Stored data entries
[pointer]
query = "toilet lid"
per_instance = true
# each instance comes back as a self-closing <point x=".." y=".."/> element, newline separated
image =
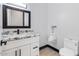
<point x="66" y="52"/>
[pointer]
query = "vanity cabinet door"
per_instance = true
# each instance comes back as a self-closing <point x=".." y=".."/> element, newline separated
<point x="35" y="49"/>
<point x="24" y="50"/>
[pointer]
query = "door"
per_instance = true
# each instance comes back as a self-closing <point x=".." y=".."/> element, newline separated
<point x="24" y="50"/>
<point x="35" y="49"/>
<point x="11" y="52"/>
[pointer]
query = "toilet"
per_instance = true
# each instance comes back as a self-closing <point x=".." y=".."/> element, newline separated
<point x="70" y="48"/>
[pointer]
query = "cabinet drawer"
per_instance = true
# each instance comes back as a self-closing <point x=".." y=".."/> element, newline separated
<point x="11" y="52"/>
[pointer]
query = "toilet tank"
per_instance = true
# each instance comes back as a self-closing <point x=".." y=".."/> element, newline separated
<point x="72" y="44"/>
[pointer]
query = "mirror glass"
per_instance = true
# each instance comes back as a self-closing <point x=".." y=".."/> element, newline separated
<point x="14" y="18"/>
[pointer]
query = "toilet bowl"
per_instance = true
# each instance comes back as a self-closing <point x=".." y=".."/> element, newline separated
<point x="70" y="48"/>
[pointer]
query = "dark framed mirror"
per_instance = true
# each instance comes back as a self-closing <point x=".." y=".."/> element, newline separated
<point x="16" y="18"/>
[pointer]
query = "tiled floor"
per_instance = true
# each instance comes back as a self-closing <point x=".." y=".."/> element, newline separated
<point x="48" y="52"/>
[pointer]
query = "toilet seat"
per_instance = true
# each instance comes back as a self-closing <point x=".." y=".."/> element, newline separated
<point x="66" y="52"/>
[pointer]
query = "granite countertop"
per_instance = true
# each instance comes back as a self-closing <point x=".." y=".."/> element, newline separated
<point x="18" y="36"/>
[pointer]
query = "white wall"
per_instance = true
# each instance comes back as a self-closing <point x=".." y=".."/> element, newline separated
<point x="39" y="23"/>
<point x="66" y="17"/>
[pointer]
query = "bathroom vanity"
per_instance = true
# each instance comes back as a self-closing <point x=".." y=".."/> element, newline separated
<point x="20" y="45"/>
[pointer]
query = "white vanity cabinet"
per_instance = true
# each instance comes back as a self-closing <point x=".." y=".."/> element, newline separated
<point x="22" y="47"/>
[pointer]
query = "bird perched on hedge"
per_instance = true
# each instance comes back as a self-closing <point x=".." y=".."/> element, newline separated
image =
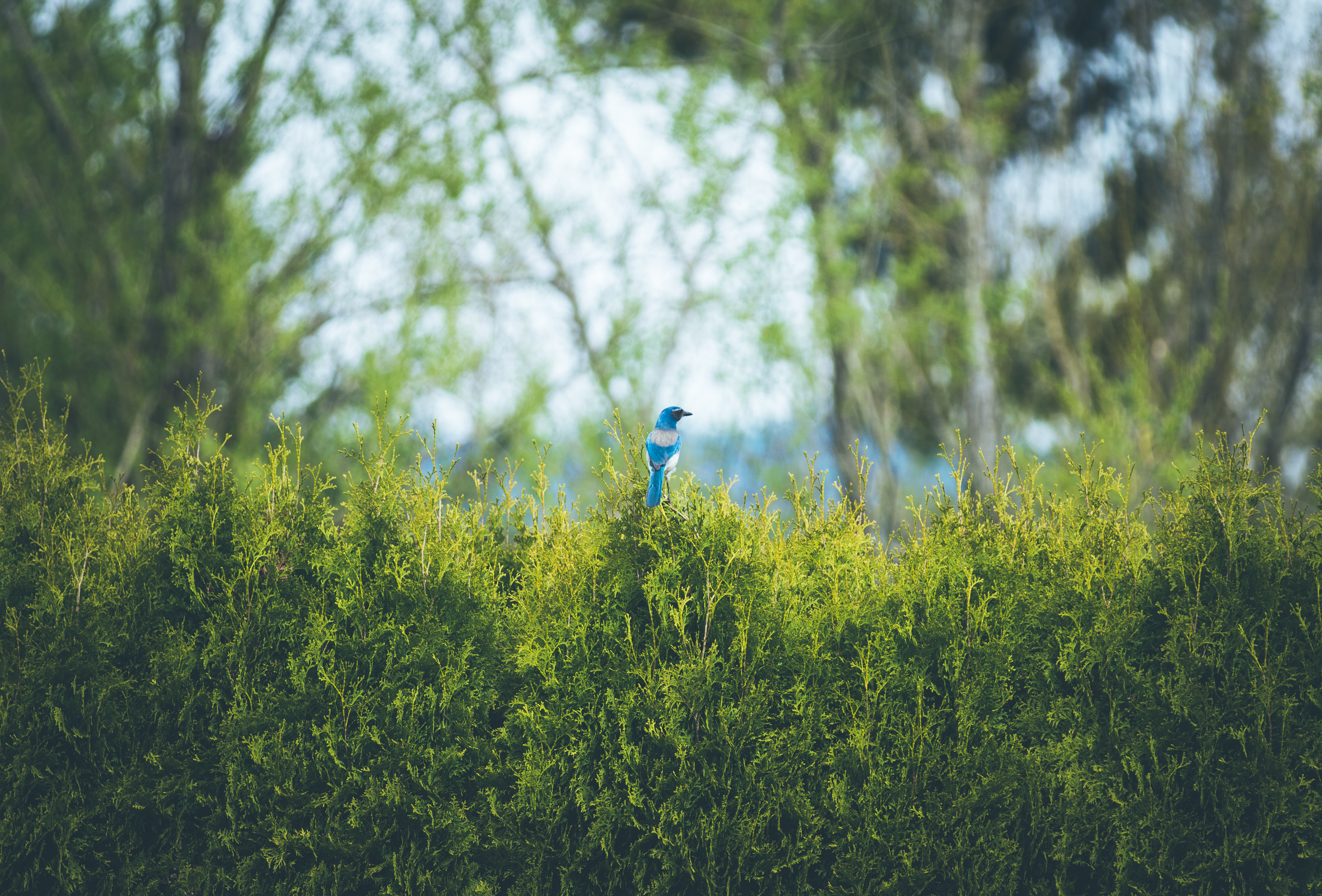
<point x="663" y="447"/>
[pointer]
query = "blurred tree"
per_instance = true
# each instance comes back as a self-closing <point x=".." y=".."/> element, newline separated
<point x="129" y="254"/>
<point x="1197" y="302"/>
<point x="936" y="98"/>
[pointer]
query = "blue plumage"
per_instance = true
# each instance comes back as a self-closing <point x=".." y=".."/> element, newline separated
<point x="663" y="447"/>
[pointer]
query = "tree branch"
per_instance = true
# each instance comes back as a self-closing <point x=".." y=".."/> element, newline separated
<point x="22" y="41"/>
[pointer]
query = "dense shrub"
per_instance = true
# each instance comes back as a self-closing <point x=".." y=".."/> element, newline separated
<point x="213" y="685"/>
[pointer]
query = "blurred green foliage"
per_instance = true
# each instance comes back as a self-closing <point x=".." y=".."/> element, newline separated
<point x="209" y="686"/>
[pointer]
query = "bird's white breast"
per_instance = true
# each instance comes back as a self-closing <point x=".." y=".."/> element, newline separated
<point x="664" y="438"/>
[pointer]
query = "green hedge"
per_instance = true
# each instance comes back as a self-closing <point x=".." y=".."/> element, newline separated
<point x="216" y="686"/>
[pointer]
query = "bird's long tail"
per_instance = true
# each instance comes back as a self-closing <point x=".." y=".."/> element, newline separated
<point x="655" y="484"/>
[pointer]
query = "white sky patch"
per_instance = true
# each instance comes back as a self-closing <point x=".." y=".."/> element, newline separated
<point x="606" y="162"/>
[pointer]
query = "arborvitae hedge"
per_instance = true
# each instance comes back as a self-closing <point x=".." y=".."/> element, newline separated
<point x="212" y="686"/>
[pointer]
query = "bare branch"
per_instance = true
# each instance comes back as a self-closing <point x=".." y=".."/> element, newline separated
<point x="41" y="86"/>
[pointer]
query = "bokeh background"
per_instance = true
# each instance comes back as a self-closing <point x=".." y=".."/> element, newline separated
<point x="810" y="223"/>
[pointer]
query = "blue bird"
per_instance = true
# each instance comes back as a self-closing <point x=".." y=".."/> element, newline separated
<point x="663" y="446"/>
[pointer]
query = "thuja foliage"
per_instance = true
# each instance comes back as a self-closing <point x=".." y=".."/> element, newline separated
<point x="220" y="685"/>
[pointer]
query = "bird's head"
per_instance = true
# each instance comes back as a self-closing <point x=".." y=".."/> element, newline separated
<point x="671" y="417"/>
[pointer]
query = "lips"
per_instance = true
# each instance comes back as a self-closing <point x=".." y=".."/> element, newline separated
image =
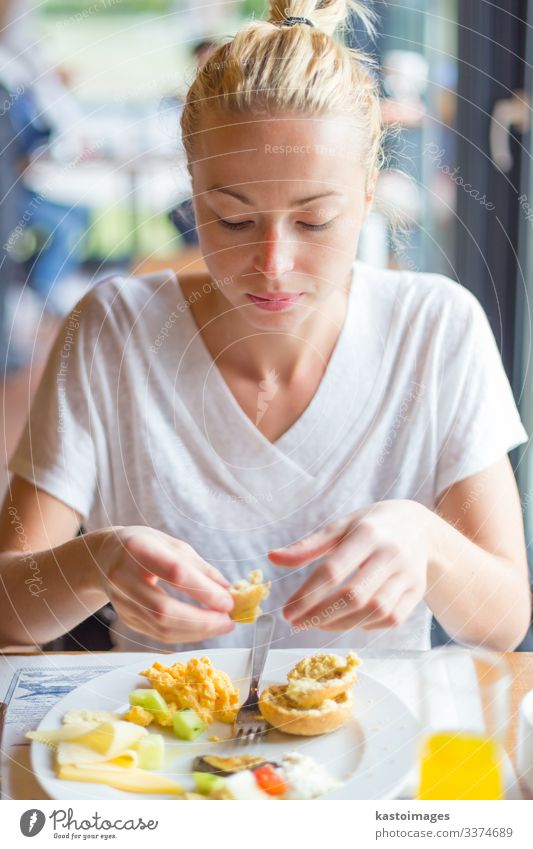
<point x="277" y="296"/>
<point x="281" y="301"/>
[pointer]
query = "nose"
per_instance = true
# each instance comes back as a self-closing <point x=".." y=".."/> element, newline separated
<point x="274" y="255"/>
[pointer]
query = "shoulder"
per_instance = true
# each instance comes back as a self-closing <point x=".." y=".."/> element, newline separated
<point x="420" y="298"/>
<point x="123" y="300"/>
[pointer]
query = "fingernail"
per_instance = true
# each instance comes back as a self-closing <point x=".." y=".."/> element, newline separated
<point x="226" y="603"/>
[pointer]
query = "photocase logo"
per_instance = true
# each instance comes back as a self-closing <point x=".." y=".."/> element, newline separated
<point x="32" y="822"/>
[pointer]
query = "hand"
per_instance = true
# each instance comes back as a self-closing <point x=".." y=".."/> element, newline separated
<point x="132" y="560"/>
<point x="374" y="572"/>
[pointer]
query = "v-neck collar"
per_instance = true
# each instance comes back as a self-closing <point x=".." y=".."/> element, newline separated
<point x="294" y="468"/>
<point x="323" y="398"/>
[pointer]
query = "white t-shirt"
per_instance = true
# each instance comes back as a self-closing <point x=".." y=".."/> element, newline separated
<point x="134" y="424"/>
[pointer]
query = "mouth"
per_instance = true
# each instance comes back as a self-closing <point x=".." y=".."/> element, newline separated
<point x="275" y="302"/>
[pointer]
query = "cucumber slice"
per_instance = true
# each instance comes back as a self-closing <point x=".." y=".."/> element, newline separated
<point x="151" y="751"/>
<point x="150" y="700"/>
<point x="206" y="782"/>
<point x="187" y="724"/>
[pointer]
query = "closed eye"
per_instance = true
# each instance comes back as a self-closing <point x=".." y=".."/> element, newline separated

▸ What you should do
Without the pictures, transcribe the listing above exactly.

▸ Written response
[pointer]
query = "toilet lid"
per_instance = true
# each instance comes back as a self-closing <point x=".." y=".."/> element, newline separated
image =
<point x="66" y="52"/>
[pointer]
query = "vanity cabinet door"
per_instance = true
# each instance comes back as a self-closing <point x=".." y=".."/> element, newline separated
<point x="35" y="49"/>
<point x="24" y="50"/>
[pointer]
query = "door"
per_instance = true
# each instance comes back as a self-closing <point x=".." y=".."/> element, newline separated
<point x="24" y="50"/>
<point x="35" y="49"/>
<point x="11" y="52"/>
[pointer]
query = "toilet"
per_instance = true
# each instance comes back as a self-closing <point x=".." y=".."/> element, newline separated
<point x="70" y="48"/>
[pointer]
query = "cabinet drawer"
per_instance = true
# each instance comes back as a self-closing <point x=".." y=".."/> element, newline separated
<point x="11" y="52"/>
[pointer]
query = "toilet tank"
per_instance = true
# each instance comes back as a self-closing <point x=".." y=".."/> element, newline separated
<point x="72" y="44"/>
[pointer]
query = "mirror glass"
per_instance = true
# each instance comes back as a self-closing <point x=".." y=".."/> element, newline separated
<point x="14" y="18"/>
[pointer]
query = "toilet bowl"
per_instance = true
# each instance comes back as a self-closing <point x=".." y=".."/> element, newline separated
<point x="70" y="48"/>
[pointer]
query = "dark framed mirror"
per_instance = true
# each instance comes back as a self-closing <point x=".." y=".."/> element, newline separated
<point x="16" y="18"/>
[pointer]
query = "tiled floor"
per_instance = true
# each instance comes back as a self-closing <point x=".." y=".."/> element, newline separated
<point x="48" y="52"/>
[pointer]
query = "toilet seat"
per_instance = true
# each instance comes back as a self-closing <point x=".." y=".."/> element, newline separated
<point x="66" y="52"/>
[pointer]
query = "granite countertop"
per_instance = true
# each instance comes back as a self-closing <point x=".." y=".."/> element, newline separated
<point x="18" y="36"/>
[pointer]
query = "white wall"
per_instance = true
# each instance comes back as a self-closing <point x=".." y=".."/> element, newline separated
<point x="39" y="23"/>
<point x="66" y="17"/>
[pointer]
query = "bathroom vanity"
per_instance = true
# each instance comes back as a self-closing <point x=".." y=".."/> element, newline separated
<point x="20" y="45"/>
[pointer]
query = "white vanity cabinet"
per_instance = true
# each instance comes back as a self-closing <point x=".." y=".."/> element, newline separated
<point x="22" y="47"/>
[pointer]
query = "bird perched on hedge"
per_instance = true
# each instance comes back as a self-closing <point x=".." y=".."/> element, newline separated
image =
<point x="663" y="447"/>
[pointer]
query = "blurred tree"
per_instance = true
# each instance comes back as a self-closing <point x=".." y=".."/> element, newline separated
<point x="129" y="254"/>
<point x="1197" y="302"/>
<point x="936" y="98"/>
[pointer]
query = "blue plumage"
per_instance = true
# each instance comes back as a self-closing <point x=".." y=".."/> element, newline separated
<point x="663" y="447"/>
[pointer]
query = "tree branch"
per_instance = true
# each instance comes back as a self-closing <point x=".." y=".."/> element, newline separated
<point x="22" y="41"/>
[pointer]
query = "dense shrub"
per_instance = true
# each instance comes back as a self-closing <point x=".." y=".."/> element, newline separated
<point x="213" y="685"/>
[pointer]
query = "blurred green foliage"
per_instance = true
# each instance comes back as a self-closing <point x=".." y=".."/> element, newline separated
<point x="209" y="686"/>
[pointer]
query = "bird's white breast"
per_instance = true
# each instance comes back as a self-closing <point x=".." y=".."/> element, newline separated
<point x="664" y="438"/>
[pointer]
query = "green hedge"
per_instance = true
# each instance comes back as a self-closing <point x=".." y=".."/> element, newline separated
<point x="216" y="686"/>
[pointer]
query = "bird's long tail"
per_instance = true
# each instance comes back as a self-closing <point x=".." y=".."/> element, newline separated
<point x="655" y="484"/>
[pointer]
query = "white sky patch"
per_instance = true
# each instance comes back as a self-closing <point x=".." y=".."/> element, newline separated
<point x="606" y="162"/>
[pointer]
query = "arborvitae hedge"
per_instance = true
# each instance comes back as a self-closing <point x=".." y=".."/> element, newline separated
<point x="212" y="686"/>
[pointer]
query = "bare branch"
per_instance = true
# each instance comes back as a self-closing <point x=".." y=".."/> element, newline separated
<point x="41" y="86"/>
[pointer]
query = "bokeh background"
per_instance = true
# each instance comes back as a self-closing <point x=".." y=".."/> element, newline separated
<point x="810" y="223"/>
[pointer]
query = "blue bird"
per_instance = true
# each instance comes back as a self-closing <point x=".." y=".."/> element, newline separated
<point x="663" y="446"/>
[pointer]
query = "thuja foliage"
per_instance = true
# each instance comes back as a self-closing <point x=".." y=".."/> element, newline separated
<point x="220" y="685"/>
[pointer]
query = "bird's head"
per_instance = true
# each instance comes back as a self-closing <point x=".." y=".."/> element, newline separated
<point x="671" y="417"/>
[pointer]
query = "lips"
per_instance = true
# each instance comes back as a self-closing <point x=".." y=".."/> element, newline separated
image =
<point x="277" y="296"/>
<point x="281" y="301"/>
[pointer]
query = "nose"
per_instance = true
# each instance comes back as a self-closing <point x=".." y=".."/> element, newline separated
<point x="274" y="255"/>
[pointer]
query = "shoulder"
per_instance = true
# each instance comes back as a self-closing <point x=".." y=".."/> element, newline separated
<point x="420" y="298"/>
<point x="123" y="300"/>
[pointer]
query = "fingernail"
per_instance = true
# each instance comes back as a self-closing <point x=".." y=".."/> element, newline separated
<point x="226" y="603"/>
[pointer]
query = "photocase logo"
per_instance = true
# each instance comes back as a self-closing <point x=".." y=".."/> element, newline separated
<point x="32" y="822"/>
[pointer]
query = "hand"
per_instance = true
# each instance comes back as a self-closing <point x=".." y=".."/> element, newline separated
<point x="132" y="560"/>
<point x="374" y="572"/>
[pointer]
query = "v-neck collar"
per_instance = true
# each instance comes back as a self-closing <point x=".." y=".."/> element, newline separated
<point x="294" y="468"/>
<point x="323" y="398"/>
[pointer]
query = "white t-shirt"
per_instance = true
# each instance comes back as a self-closing <point x=".." y=".."/> element, newline separated
<point x="134" y="424"/>
[pointer]
query = "mouth"
per_instance = true
# each instance comes back as a self-closing <point x=".." y=".."/> element, newline separated
<point x="275" y="302"/>
[pointer]
query = "cucumber slice"
per_instance = true
# each instance comes back as a self-closing <point x=".." y=".."/> element, newline separated
<point x="151" y="751"/>
<point x="150" y="700"/>
<point x="206" y="782"/>
<point x="187" y="724"/>
[pointer]
query = "closed eye"
per_instance = true
# each instance comes back as a self-closing <point x=".." y=".."/> element, newline separated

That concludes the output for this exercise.